## Your goal
Could you reproduce the listing below word for word, omitting the pictures?

[Segmentation annotation records]
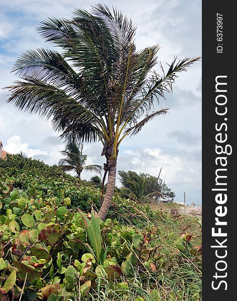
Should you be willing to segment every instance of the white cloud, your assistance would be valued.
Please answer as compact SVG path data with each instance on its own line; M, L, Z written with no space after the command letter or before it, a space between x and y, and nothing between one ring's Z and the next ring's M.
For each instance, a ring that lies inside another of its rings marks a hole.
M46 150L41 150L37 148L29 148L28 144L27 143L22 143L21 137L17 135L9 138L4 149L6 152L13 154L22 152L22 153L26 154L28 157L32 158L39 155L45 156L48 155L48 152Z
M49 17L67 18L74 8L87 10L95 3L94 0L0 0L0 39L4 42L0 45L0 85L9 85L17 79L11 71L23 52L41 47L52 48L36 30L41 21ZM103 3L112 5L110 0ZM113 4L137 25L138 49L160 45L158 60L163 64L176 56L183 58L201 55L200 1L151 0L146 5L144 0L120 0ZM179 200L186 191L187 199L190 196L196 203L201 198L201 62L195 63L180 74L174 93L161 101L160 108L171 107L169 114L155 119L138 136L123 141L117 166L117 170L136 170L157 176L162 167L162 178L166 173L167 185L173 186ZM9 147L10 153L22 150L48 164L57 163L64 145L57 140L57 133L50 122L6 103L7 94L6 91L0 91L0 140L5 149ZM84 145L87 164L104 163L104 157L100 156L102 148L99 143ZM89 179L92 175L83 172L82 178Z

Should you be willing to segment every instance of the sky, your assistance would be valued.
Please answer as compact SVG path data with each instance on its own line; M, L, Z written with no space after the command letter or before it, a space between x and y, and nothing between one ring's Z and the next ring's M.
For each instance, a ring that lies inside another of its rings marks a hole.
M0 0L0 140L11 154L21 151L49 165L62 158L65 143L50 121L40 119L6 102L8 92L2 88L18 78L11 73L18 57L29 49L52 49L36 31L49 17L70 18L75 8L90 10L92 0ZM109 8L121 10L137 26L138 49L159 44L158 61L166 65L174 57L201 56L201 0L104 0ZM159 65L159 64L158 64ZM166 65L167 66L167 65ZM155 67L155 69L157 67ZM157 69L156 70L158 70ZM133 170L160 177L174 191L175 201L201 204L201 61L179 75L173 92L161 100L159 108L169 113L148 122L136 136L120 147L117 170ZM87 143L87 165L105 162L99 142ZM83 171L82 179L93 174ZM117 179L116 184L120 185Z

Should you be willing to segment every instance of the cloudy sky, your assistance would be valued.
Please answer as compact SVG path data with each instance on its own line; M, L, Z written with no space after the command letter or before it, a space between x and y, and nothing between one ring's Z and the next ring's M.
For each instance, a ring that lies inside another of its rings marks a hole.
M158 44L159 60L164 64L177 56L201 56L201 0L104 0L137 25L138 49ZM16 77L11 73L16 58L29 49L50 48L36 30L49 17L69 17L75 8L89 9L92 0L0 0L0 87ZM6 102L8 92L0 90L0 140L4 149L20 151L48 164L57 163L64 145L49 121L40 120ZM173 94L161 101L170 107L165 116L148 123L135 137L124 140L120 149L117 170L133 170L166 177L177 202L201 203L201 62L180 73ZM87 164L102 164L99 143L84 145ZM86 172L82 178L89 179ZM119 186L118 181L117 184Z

## Answer below
Should you be willing to segment every instance of the white cloud, your assistance would be valued.
Please answer as compact SVG path data with each instance on its own line; M, L, Z written with no space after the command letter or before it, a space between x and y, and nothing between one ring's Z and the next ring's M.
For each instance, a ring that lies inside another of its rings marks a hole.
M46 150L41 150L37 148L29 148L28 144L27 143L22 143L21 137L17 135L9 138L4 149L6 152L13 154L22 152L22 153L26 154L28 157L32 158L39 155L45 156L48 155L48 152Z
M49 17L67 18L74 8L87 10L95 3L94 0L0 0L0 39L4 42L0 45L0 85L9 85L17 79L11 71L23 52L41 47L52 48L36 30L41 21ZM103 3L112 5L110 0ZM113 4L137 25L138 49L160 45L158 60L163 64L176 56L183 58L201 55L200 1L151 0L146 5L144 0L120 0ZM179 200L186 191L187 199L190 196L196 203L201 198L201 62L195 63L180 74L174 93L161 101L160 108L171 107L169 114L155 119L138 136L123 141L117 166L117 170L136 170L157 176L162 167L162 178L166 173L167 185L173 186ZM9 147L10 153L22 150L48 164L57 163L64 145L57 140L57 133L50 122L6 103L7 94L6 91L0 91L0 140L5 149ZM84 145L87 164L104 163L104 157L100 156L102 148L99 143ZM89 179L92 175L83 172L82 178Z

Should you be willing to segment every instance of the sky, your assistance would be valued.
Please answer as compact SVG path data with each instance on its own line; M, L, Z written with no space after the command letter or before it, a space between x and y, and nothing between one ring's Z and the next ring's M.
For each instance, a ring that lies inside another of its rings marks a hole.
M0 0L0 140L11 154L21 151L49 165L62 158L65 143L50 121L40 119L6 102L8 92L2 88L18 78L11 73L18 57L29 49L52 49L36 31L49 17L70 18L75 8L90 10L92 0ZM109 8L121 10L137 26L138 49L159 44L158 61L166 65L174 57L201 56L201 0L104 0ZM159 65L159 64L158 64ZM166 65L167 66L167 65ZM155 67L155 69L157 67ZM157 69L156 70L158 70ZM133 170L160 177L174 191L175 201L201 204L201 61L179 75L173 92L161 100L159 108L169 113L148 122L136 136L120 147L117 170ZM87 143L87 165L105 162L99 142ZM83 171L82 179L93 174ZM117 179L116 184L120 185Z

Should you be willing to segment every instance of the cloudy sky, your assistance would be valued.
Please answer as compact SVG path data with each instance on its own line; M, L, Z written with no space after the command letter or before it, a space between x and y, and nothing between one ring's Z and the next ring's M.
For each instance, a ring that lies inside another of its rings marks a hole.
M158 44L159 60L164 64L177 56L201 56L201 0L104 0L137 25L138 49ZM16 77L11 73L16 58L29 49L50 48L36 30L49 17L69 17L75 8L89 9L92 0L0 0L0 87ZM6 102L8 92L0 90L0 140L4 149L20 151L48 164L57 163L64 145L49 121L40 120ZM173 94L161 101L170 107L165 116L148 123L135 137L124 140L120 149L117 170L133 170L166 177L177 202L201 203L201 62L180 73ZM87 164L102 164L99 143L84 145ZM86 172L82 178L89 179ZM119 186L118 181L117 184Z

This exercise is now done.